[Entries from a dataset]

________________

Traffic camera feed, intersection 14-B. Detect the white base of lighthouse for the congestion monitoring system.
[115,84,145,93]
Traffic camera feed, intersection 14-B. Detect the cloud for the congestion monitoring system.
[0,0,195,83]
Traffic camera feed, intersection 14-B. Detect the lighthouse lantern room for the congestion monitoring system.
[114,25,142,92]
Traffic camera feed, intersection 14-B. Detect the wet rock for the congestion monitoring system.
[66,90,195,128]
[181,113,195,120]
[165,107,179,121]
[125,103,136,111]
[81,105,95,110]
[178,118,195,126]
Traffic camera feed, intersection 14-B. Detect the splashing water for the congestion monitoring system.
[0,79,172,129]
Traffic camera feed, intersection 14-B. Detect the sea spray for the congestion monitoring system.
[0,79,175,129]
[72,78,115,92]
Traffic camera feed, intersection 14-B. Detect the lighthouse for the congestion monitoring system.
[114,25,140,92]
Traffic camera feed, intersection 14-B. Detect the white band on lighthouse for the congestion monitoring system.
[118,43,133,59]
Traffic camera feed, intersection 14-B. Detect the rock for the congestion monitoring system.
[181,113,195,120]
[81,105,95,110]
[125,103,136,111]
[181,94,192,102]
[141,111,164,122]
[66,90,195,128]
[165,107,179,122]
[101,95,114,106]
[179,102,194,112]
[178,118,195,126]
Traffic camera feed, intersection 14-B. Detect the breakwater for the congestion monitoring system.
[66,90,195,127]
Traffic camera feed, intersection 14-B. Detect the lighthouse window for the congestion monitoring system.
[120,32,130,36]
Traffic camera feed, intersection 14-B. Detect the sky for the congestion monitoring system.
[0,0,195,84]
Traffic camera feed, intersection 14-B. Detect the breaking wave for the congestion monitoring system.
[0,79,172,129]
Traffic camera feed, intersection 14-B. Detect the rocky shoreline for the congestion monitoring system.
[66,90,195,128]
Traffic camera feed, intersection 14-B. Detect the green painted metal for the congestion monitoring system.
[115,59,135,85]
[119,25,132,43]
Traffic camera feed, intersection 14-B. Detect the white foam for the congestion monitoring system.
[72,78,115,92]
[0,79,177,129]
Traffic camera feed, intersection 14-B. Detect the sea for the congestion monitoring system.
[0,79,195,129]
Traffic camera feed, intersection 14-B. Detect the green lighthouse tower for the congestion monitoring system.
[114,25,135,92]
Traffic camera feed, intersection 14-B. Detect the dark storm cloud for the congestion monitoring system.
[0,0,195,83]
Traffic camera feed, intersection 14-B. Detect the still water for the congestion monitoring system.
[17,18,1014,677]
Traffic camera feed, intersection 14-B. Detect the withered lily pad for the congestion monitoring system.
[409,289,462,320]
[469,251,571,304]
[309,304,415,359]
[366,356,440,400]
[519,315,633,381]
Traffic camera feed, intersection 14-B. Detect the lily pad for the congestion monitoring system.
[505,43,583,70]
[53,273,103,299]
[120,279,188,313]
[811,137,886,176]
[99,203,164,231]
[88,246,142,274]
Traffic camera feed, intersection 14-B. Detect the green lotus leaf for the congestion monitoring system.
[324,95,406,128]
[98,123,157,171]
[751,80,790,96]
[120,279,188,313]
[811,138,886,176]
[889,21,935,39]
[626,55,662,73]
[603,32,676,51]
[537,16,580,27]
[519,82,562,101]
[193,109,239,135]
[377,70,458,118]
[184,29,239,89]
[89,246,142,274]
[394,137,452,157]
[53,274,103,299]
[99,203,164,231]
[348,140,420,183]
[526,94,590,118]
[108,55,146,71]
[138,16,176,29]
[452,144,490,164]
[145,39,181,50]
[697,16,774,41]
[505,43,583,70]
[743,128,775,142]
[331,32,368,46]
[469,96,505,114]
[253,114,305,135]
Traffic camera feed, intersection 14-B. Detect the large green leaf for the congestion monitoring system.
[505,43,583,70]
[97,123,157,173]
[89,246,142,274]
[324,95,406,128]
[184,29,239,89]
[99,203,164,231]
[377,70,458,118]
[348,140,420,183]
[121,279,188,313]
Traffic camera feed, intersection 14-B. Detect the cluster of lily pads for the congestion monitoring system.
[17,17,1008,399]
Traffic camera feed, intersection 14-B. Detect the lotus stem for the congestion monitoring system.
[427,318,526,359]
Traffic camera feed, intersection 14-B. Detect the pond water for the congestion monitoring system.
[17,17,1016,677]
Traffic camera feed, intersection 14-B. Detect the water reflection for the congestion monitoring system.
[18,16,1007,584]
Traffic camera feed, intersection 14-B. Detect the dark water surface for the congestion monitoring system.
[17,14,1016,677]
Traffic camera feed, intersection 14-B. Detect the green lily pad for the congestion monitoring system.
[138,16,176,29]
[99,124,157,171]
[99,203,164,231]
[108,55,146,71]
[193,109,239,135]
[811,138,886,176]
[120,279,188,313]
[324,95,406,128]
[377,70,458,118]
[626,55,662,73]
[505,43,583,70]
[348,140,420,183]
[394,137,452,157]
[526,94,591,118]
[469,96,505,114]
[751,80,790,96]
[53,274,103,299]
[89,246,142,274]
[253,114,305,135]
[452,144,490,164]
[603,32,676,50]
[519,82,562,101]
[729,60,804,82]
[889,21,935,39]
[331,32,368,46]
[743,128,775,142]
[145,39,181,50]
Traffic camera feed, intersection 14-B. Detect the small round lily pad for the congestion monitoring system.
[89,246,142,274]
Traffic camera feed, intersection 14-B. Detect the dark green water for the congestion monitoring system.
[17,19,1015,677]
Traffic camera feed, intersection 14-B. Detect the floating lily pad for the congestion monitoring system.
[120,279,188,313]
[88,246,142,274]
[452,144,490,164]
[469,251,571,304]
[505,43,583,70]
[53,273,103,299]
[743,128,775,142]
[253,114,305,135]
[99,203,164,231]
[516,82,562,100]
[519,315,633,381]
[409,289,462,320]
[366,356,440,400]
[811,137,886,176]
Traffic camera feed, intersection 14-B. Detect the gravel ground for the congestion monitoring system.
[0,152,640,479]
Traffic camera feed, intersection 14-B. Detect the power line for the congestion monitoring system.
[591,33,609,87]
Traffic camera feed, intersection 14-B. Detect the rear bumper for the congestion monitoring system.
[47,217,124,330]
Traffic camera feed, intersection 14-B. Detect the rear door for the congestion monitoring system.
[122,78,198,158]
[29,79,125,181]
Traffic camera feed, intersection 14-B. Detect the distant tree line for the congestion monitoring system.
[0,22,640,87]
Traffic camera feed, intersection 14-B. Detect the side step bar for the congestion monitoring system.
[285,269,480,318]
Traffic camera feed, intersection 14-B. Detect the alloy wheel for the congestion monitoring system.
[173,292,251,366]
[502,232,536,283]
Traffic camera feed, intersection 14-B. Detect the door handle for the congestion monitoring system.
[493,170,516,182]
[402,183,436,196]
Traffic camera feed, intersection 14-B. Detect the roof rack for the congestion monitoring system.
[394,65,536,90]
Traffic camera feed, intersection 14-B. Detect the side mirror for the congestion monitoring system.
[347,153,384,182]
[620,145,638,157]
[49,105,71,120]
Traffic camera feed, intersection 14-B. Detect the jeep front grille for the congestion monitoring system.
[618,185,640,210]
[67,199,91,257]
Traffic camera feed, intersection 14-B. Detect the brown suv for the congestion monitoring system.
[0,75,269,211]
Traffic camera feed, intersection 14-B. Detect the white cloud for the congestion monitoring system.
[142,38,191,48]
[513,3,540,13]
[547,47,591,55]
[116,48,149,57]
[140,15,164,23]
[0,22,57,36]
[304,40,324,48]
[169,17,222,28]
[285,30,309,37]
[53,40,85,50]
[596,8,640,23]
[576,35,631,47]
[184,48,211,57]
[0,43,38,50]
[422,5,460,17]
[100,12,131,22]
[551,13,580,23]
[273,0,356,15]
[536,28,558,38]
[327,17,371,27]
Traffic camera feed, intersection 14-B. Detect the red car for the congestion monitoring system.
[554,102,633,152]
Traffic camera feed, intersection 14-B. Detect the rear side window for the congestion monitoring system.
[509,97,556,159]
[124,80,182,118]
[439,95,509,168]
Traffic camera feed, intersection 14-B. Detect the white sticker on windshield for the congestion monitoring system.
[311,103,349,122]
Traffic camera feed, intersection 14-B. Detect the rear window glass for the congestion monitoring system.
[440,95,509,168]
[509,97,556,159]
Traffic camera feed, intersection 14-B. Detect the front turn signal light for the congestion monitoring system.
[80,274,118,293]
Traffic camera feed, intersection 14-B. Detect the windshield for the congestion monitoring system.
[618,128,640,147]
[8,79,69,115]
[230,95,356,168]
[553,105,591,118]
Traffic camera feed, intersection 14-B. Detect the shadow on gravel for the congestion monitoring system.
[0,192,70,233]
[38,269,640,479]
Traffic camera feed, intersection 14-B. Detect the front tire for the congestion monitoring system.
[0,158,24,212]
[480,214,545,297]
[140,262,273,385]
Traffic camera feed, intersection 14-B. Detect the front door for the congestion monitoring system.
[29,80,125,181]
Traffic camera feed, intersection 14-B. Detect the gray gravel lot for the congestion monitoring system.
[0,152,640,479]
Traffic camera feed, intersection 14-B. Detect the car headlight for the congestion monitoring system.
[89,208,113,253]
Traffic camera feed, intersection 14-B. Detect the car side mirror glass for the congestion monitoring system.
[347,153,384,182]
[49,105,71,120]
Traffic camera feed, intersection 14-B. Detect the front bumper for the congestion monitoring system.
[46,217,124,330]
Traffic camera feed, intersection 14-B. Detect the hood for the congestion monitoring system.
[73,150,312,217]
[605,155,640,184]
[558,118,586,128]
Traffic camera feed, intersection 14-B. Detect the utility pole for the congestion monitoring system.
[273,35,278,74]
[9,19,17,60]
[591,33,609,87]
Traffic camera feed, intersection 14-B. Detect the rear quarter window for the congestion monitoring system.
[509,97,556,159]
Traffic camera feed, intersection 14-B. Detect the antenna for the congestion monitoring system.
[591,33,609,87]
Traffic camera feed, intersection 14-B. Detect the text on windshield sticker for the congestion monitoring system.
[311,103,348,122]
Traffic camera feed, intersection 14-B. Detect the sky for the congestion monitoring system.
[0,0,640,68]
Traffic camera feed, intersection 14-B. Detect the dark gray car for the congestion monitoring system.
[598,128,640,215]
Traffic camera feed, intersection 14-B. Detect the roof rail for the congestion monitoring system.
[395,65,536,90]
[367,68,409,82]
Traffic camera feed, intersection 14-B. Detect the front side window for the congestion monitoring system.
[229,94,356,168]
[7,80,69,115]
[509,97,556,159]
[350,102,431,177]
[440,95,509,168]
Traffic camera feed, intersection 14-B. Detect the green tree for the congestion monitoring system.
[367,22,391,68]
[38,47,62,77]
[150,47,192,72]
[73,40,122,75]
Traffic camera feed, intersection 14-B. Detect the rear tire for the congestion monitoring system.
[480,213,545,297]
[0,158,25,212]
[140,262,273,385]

________________

• **What the task asks**
Reproduce the items above verbatim, from the line with "Traffic camera feed, intersection 14-B. Detect the hood" to the line with "[598,128,640,215]", both lines included.

• **Task output**
Traffic camera feed, intersection 14-B. Detect the hood for the congestion monitoring system.
[73,150,312,217]
[605,155,640,184]
[558,118,586,128]
Traffic camera feed, intersection 14-B. Detect the utility pole for the congestion monitoring system.
[273,35,278,74]
[9,19,17,60]
[591,33,609,87]
Traffic camera feed, intersection 14-B. Detect the rear quarter window for the congestion monitoring system.
[509,97,556,159]
Traffic camera feed, intersection 14-B. Detect the antenna for the congestion monitoring system.
[591,33,609,87]
Traffic camera feed, intersection 14-B. Detect the text on windshield sticker for the congestion monitoring system.
[311,103,348,122]
Traffic camera feed, intersection 14-B. Detect the sky for the congestion monitoring system.
[0,0,640,68]
Traffic camera feed, intersection 14-B. Detect the dark gray car for the congestion monitoring system.
[598,128,640,215]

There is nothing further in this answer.